__Selected excerpt__.
-- -- --

System Design: Electronic Health Records (EHR)

Requirements

Functional Requirements:

Store and retrieve complete patient medical records including demographics, diagnoses, medications, lab results, and clinical notes
Support clinical documentation workflows with structured and unstructured data entry (SOAP notes, templates)
Implement HL7 FHIR R4 APIs for interoperability with external health systems, labs, pharmacies, and insurers
Provide clinical decision support with drug-allergy alerts, duplicate order detection, and evidence-based guidelines
Maintain a complete, immutable audit trail of every record access and modification with user identity and timestamp
Role-based access control (RBAC) with break-the-glass emergency override for critical care scenarios

Non-Functional Requirements:

Support 500,000 concurrent users across 2,000+ healthcare facilities
Chart retrieval latency under 500ms for p99 — clinicians cannot wait during patient encounters
99.99% availability — EHR downtime directly impacts patient safety
Full HIPAA compliance: encryption at rest (AES-256) and in transit (TLS 1.3), audit logging, minimum necessary access
Data retention for 30+ years per regulatory requirements with no data loss

Scale Estimation

A large health system manages 50M patient records with an average of 200 clinical documents per patient over their lifetime, totaling 10B documents. Each patient encounter generates 5-15KB of structured data (vitals, orders, diagnoses as FHIR resources) plus 20-50KB of unstructured clinical notes. Daily write volume: 2M encounters/day producing 100GB of new clinical data. Read-heavy workload: clinicians access charts 30M times/day with an average of 8 FHIR resource queries per chart open = 240M read queries/day (2,800 QPS average, 15,000 QPS peak during morning rounds 7-9 AM). Audit log volume: every read and write is logged, producing 300M audit entries/day = 5TB/month of audit data.

-- -- --

__About this task__. Resume the electronic health records system design, continuing on from its final sentence.

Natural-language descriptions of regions
-- -- --

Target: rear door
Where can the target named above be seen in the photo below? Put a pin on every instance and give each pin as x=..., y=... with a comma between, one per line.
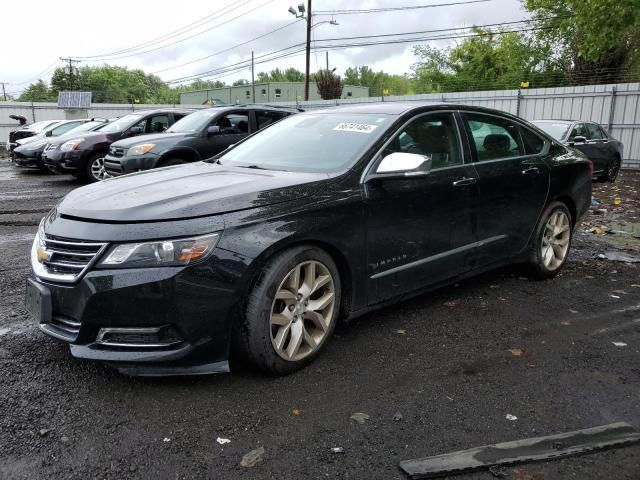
x=420, y=229
x=514, y=184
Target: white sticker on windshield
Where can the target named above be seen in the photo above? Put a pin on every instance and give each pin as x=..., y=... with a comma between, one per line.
x=355, y=127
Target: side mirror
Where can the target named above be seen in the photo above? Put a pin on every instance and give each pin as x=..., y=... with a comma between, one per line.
x=403, y=165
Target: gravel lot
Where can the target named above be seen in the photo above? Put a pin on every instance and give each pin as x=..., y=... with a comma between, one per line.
x=442, y=361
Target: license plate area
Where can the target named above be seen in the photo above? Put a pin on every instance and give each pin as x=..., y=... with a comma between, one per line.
x=37, y=300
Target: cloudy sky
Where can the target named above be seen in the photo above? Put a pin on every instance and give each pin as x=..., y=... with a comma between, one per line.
x=167, y=38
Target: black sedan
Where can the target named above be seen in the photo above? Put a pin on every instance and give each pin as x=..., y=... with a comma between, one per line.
x=323, y=216
x=591, y=139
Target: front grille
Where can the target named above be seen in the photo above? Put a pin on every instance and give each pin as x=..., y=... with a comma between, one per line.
x=62, y=327
x=65, y=260
x=113, y=167
x=117, y=152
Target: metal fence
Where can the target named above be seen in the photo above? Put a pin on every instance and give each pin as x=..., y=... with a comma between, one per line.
x=615, y=107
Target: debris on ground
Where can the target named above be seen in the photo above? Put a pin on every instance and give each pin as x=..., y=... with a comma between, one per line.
x=359, y=417
x=517, y=352
x=618, y=256
x=252, y=458
x=526, y=450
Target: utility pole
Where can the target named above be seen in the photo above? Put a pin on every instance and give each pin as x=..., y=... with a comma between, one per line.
x=71, y=67
x=253, y=78
x=306, y=78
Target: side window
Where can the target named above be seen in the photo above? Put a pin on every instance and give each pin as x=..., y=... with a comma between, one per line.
x=233, y=123
x=434, y=136
x=579, y=130
x=595, y=132
x=157, y=124
x=494, y=138
x=267, y=118
x=533, y=144
x=62, y=129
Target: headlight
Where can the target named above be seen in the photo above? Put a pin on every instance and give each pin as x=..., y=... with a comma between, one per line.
x=160, y=253
x=141, y=149
x=71, y=144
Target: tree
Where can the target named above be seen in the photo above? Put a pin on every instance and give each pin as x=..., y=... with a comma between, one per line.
x=37, y=92
x=593, y=40
x=329, y=84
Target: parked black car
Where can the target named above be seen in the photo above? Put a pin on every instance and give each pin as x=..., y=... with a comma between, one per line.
x=324, y=215
x=590, y=138
x=26, y=131
x=83, y=156
x=29, y=155
x=200, y=135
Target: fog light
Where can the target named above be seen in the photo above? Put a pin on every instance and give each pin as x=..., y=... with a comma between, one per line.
x=148, y=337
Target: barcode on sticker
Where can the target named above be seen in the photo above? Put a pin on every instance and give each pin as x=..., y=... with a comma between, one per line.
x=355, y=127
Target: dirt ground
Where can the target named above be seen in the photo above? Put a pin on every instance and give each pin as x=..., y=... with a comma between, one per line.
x=443, y=361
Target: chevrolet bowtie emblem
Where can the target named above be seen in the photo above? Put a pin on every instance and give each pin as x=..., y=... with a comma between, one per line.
x=42, y=255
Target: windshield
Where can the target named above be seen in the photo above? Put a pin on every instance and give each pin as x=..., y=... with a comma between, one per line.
x=557, y=130
x=122, y=123
x=321, y=142
x=193, y=122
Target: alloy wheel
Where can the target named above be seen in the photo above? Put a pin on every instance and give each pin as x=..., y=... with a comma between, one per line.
x=98, y=171
x=302, y=311
x=555, y=240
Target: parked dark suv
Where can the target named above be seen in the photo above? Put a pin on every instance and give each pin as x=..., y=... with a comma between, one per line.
x=83, y=155
x=590, y=138
x=200, y=135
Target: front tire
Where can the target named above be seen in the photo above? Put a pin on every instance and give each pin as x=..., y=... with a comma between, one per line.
x=94, y=170
x=291, y=311
x=552, y=241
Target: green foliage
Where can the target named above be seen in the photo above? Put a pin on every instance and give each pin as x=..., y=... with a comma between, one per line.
x=378, y=82
x=329, y=84
x=38, y=92
x=488, y=60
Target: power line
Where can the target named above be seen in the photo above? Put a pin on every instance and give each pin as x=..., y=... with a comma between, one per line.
x=185, y=38
x=392, y=9
x=227, y=49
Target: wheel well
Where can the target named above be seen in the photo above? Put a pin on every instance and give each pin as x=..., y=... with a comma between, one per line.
x=570, y=205
x=336, y=255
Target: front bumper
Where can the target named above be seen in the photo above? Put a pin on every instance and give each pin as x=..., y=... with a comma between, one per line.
x=191, y=306
x=63, y=162
x=116, y=166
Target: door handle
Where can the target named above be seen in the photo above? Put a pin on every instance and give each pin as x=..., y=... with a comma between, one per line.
x=531, y=171
x=464, y=182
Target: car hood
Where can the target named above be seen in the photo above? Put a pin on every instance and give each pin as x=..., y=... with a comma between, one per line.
x=150, y=138
x=185, y=191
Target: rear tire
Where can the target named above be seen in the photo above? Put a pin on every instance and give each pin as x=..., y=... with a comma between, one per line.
x=291, y=311
x=552, y=241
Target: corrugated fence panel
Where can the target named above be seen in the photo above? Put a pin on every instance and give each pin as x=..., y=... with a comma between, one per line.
x=591, y=102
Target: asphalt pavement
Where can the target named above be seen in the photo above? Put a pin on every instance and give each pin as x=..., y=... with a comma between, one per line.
x=435, y=374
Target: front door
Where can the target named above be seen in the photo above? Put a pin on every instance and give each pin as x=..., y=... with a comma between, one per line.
x=514, y=183
x=419, y=229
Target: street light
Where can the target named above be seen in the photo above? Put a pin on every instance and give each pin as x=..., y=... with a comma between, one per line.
x=301, y=14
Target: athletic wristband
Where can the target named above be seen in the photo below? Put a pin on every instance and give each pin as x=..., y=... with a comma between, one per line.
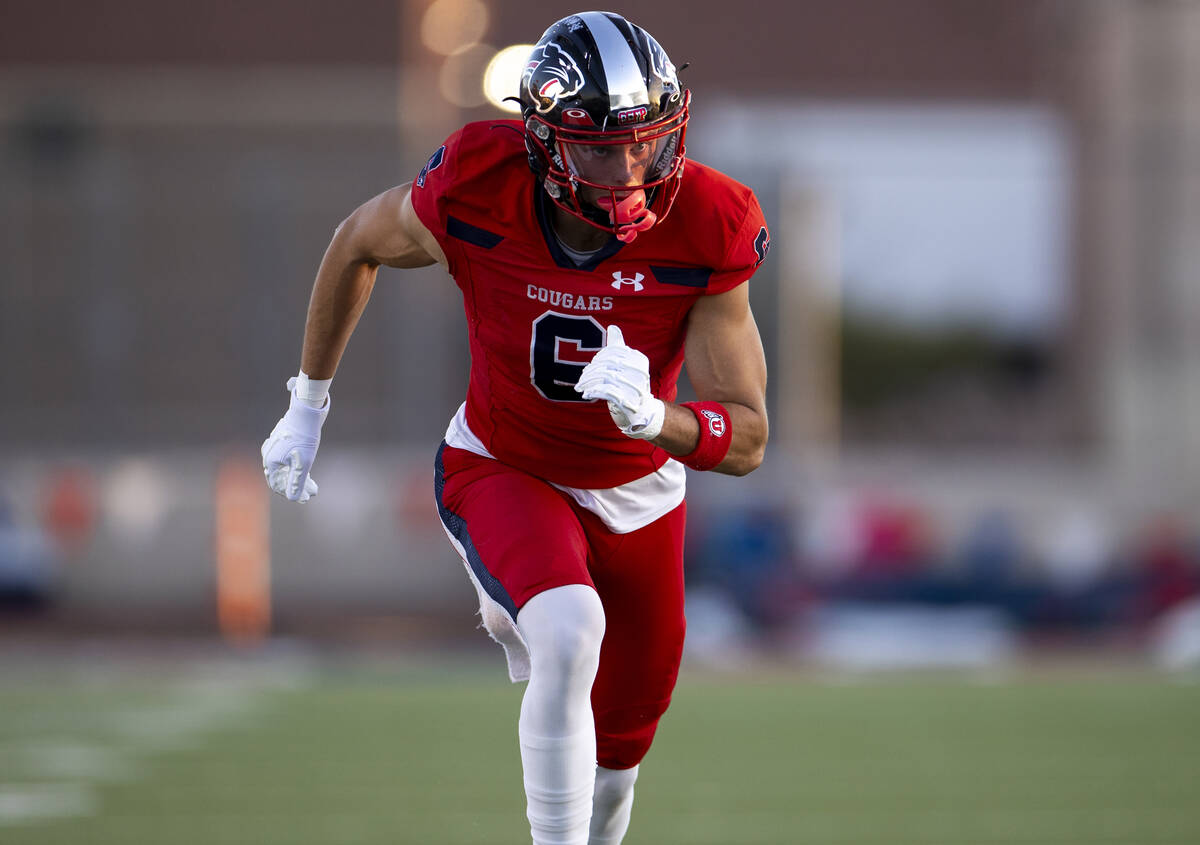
x=715, y=435
x=312, y=391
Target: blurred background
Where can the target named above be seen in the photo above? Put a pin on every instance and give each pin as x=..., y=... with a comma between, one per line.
x=979, y=313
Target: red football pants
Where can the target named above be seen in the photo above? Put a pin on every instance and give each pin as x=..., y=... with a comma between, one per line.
x=523, y=535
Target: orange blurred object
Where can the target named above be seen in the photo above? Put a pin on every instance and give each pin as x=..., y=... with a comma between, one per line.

-- -- --

__Reply__.
High-Level Architecture

The EHR system follows a service-oriented architecture with clear domain boundaries aligned to clinical workflows. The API layer exposes HL7 FHIR R4-compliant RESTful endpoints through an API Gateway (Kong) handling OAuth 2.0/SMART on FHIR authentication, rate limiting, and request routing. Behind the gateway, domain services are organized by clinical function: Patient Demographics Service, Clinical Documentation Service, Order Entry Service (CPOE), Results Service, and Medication Service. Each service owns its data store but shares patient identity through a Master Patient Index (MPI).

The data architecture uses a polyglot persistence strategy. Structured clinical data (diagnoses, medications, lab results) is stored in PostgreSQL with a FHIR-native schema where each resource type maps to a table with a JSONB column for the FHIR resource payload plus extracted columns for common query fields. Unstructured clinical notes are stored in object storage (S3) with metadata indexed in Elasticsearch for full-text clinical search. The Master Patient Index uses PostgreSQL with probabilistic matching algorithms (Jaro-Winkler string similarity on name, DOB, SSN) to link patient identities across facilities.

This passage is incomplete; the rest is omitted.